Reproduce the entries below in full, word for word.

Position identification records

** BEGIN **

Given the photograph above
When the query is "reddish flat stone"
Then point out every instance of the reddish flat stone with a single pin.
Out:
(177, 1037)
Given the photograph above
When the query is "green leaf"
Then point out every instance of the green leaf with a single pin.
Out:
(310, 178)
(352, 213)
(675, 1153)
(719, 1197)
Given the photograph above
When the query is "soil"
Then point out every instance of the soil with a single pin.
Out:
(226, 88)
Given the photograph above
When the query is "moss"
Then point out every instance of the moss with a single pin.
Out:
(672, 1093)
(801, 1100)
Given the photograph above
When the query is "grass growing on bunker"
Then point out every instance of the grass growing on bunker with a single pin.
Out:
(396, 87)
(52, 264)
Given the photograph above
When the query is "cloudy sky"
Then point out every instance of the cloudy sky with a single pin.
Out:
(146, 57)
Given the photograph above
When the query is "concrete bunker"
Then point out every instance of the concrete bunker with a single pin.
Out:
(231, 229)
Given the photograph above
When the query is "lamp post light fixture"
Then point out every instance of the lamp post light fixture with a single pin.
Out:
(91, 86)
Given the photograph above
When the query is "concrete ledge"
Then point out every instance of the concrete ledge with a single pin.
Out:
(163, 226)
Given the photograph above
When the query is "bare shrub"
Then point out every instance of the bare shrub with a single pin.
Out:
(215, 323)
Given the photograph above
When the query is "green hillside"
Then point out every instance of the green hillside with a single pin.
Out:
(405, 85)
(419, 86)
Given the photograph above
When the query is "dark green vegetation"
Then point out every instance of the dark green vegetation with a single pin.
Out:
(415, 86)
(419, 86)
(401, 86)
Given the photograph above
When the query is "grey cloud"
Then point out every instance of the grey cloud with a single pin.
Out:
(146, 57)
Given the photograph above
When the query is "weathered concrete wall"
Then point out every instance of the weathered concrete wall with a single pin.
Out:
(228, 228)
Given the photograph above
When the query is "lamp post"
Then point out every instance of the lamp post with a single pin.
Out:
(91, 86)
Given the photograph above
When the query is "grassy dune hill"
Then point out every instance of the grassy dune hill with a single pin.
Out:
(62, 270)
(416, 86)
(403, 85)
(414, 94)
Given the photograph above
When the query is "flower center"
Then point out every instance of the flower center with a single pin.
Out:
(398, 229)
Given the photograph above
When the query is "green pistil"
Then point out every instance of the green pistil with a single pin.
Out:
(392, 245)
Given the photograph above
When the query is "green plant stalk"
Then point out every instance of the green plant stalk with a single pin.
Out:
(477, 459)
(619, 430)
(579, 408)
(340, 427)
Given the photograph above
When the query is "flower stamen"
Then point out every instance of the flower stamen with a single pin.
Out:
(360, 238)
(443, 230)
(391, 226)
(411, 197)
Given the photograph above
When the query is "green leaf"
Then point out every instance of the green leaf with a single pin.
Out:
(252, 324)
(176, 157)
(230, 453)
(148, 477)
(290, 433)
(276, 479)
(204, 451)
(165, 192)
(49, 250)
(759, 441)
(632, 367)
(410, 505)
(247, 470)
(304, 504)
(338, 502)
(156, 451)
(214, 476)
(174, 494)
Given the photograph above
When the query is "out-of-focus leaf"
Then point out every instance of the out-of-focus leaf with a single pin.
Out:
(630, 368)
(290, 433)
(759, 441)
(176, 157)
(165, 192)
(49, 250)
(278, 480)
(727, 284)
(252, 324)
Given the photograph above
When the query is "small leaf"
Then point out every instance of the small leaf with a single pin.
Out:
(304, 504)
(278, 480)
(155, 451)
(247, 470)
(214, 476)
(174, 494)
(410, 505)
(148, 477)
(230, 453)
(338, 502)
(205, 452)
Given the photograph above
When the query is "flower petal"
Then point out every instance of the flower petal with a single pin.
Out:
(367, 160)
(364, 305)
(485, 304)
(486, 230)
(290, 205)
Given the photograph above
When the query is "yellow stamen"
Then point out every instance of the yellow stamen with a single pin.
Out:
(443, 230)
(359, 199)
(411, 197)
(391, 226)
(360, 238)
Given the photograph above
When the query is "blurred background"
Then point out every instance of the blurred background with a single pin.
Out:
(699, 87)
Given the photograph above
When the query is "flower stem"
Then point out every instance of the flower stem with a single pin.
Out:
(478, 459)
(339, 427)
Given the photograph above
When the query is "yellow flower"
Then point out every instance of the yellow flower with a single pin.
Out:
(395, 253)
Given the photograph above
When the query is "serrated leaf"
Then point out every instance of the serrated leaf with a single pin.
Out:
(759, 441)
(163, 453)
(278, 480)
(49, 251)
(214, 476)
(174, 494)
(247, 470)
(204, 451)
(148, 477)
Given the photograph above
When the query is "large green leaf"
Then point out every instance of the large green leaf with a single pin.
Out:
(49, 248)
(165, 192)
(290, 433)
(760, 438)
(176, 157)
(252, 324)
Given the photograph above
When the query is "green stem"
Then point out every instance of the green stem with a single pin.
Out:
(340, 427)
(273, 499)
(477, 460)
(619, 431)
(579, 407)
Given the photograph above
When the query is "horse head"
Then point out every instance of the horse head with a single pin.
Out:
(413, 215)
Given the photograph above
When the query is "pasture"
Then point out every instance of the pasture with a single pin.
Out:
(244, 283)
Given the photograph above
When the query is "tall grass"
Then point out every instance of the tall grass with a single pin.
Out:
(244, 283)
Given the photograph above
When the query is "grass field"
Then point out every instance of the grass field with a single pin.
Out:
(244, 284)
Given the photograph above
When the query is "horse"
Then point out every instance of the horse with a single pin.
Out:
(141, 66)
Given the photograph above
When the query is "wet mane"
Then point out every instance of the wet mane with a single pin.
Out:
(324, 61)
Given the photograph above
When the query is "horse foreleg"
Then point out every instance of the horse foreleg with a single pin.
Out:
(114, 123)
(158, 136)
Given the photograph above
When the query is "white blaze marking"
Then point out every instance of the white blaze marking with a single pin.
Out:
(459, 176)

** END **

> **TASK RESPONSE**:
Given the photograph above
When the query is "reddish flat stone"
Then point out every instance of the reddish flat stone with a single pin.
Out:
(177, 1037)
Given the photograph above
When the query is "green leaf"
Then point out every instance of the green leaf with a single pin.
Out:
(310, 178)
(352, 213)
(675, 1153)
(719, 1197)
Given the photograph above
When the query is "soil"
Then point out every instance of the soil with a single pin.
Out:
(226, 88)
Given the photograph above
When the query is "moss"
Then point out every instance of the moss with a single pin.
Out:
(672, 1093)
(801, 1100)
Given the photograph above
When the query is "grass growing on bunker"
Then point out every instance of the grass growing on bunker with a single pin.
Out:
(396, 87)
(52, 264)
Given the photograph above
When the query is "cloudy sky"
Then point out every instance of the cloudy sky with a single pin.
Out:
(146, 57)
Given the photograph above
When the query is "concrete bunker"
Then point out every instance of the concrete bunker with a single pin.
Out:
(231, 229)
Given the photograph above
When the query is "lamp post light fixture"
Then point out every instance of the lamp post light fixture with a single pin.
Out:
(91, 86)
Given the photograph above
When the query is "concrete ledge"
Then point out every instance of the concrete ledge with a single pin.
Out:
(163, 226)
Given the photograph above
When the query is "bare shrub"
Then point out every instance of the bare shrub with a single pin.
Out:
(215, 323)
Given the photograph above
When the query is "green hillside"
Then point out every instance of the green hillside with a single pin.
Out:
(405, 85)
(419, 86)
Given the photograph above
When the query is "dark green vegetation"
Then point out every instance of the dark green vegetation with a single pin.
Out:
(415, 86)
(419, 86)
(401, 86)
Given the photograph above
When the query is "grey cloud"
Then point out every instance of the grey cloud with a single pin.
Out:
(146, 57)
Given the photograph above
When the query is "weathered concrete wall"
Then point out every instance of the weathered concrete wall with a single pin.
Out:
(228, 228)
Given the photograph above
When the query is "lamp post"
Then point out every instance of the lamp post with a single pin.
Out:
(91, 86)
Given the photograph above
When the query is "grassy dune hill"
Then point out every instance of the grassy dune hill with a single pin.
Out:
(62, 270)
(416, 86)
(403, 85)
(414, 94)
Given the photograph above
When the query is "flower center"
Then point out every instance of the flower center with a single pin.
Out:
(398, 229)
Given the photograph above
When the query is "green pistil"
Then point out every instance of the green pistil with a single pin.
Out:
(392, 245)
Given the photograph above
When the query is "green plant stalk"
Then point out every instance of the green plant stalk with a single pin.
Out:
(477, 459)
(619, 430)
(579, 408)
(340, 427)
Given the photograph above
When the query is "flower stamen"
Then point out every instance of the flower stamen with a single pin.
Out:
(360, 238)
(443, 230)
(391, 226)
(411, 197)
Given the photograph above
When the query is "green leaf"
Then point out every instance of the green leaf with a single pin.
Out:
(252, 324)
(176, 157)
(230, 453)
(148, 477)
(290, 433)
(276, 479)
(204, 451)
(165, 192)
(49, 250)
(759, 441)
(632, 367)
(410, 505)
(247, 470)
(304, 504)
(338, 502)
(156, 451)
(214, 476)
(174, 494)
Given the photograph above
When the query is "out-of-focus leaf"
Then point out every instance of the out-of-focus leaf with a single pin.
Out:
(630, 368)
(290, 433)
(759, 441)
(176, 157)
(165, 192)
(49, 250)
(278, 480)
(727, 284)
(252, 324)
Given the photograph above
When the query is "small leaf"
Then point out every instance of the small leaf with a single pin.
Out:
(304, 504)
(278, 480)
(155, 451)
(247, 470)
(214, 476)
(174, 494)
(410, 505)
(148, 477)
(230, 453)
(338, 502)
(205, 452)
Given the photograph above
When the query is "flower petal"
Then point out every instance of the flower petal with a single pin.
Out:
(367, 160)
(364, 305)
(485, 304)
(486, 230)
(290, 205)
Given the photograph above
When the query is "yellow stamen"
Then point out every instance of the yellow stamen with a single pin.
Out:
(443, 230)
(359, 199)
(411, 197)
(391, 226)
(360, 238)
Given the photograph above
When the query is "blurred background"
Then point out every instance of the blurred background with a single pin.
Out:
(699, 87)
Given the photograph above
When the query is "flower stem"
Then point out every instance of the flower stem with a single pin.
Out:
(478, 459)
(339, 427)
Given the photograph above
When the query is "yellow flower"
Then point out every instance of the yellow flower with a single pin.
Out:
(395, 253)
Given the photograph above
When the query is "serrated leaf"
Then point out every instance of the serrated leaf with a single pin.
Out:
(759, 441)
(163, 453)
(278, 480)
(49, 251)
(214, 476)
(174, 494)
(247, 470)
(204, 451)
(148, 477)
Given the photograph above
When the query is "large green leaf"
Then point out every instance of the large green leaf with a single pin.
Out:
(49, 248)
(165, 192)
(290, 433)
(760, 438)
(176, 157)
(252, 324)
Given the photograph above
When the query is "green stem"
Then point out every instance of the green stem with a single pin.
Out:
(340, 427)
(273, 499)
(477, 460)
(619, 431)
(579, 407)
Given the photograph above
When the query is "horse head"
Then point out every instance of the horse head with a single pin.
Out:
(413, 215)
Given the photograph above
When the query is "pasture"
Then point out every instance of the pasture with a single pin.
Out:
(244, 283)
Given the photograph above
When the query is "tall grass"
Then point out every instance of the tall grass with a single pin.
Out:
(244, 283)
Given the photograph above
When the query is "grass field"
Then point out every instance of the grass field with a single pin.
Out:
(244, 284)
Given the photograph above
When the query is "horse"
Then point out every instance of the horse with a single pin.
Out:
(141, 66)
Given the photograph above
When the query is "wet mane"
Then point out every instance of the wet mane with a single pin.
Out:
(324, 61)
Given the photograph above
When the query is "horse foreleg"
Then point out every instance of the horse foreleg with a single pin.
Out:
(114, 123)
(158, 136)
Given the photograph above
When the query is "white blaze marking"
Then point out every instance of the white blaze marking with a single pin.
Out:
(459, 176)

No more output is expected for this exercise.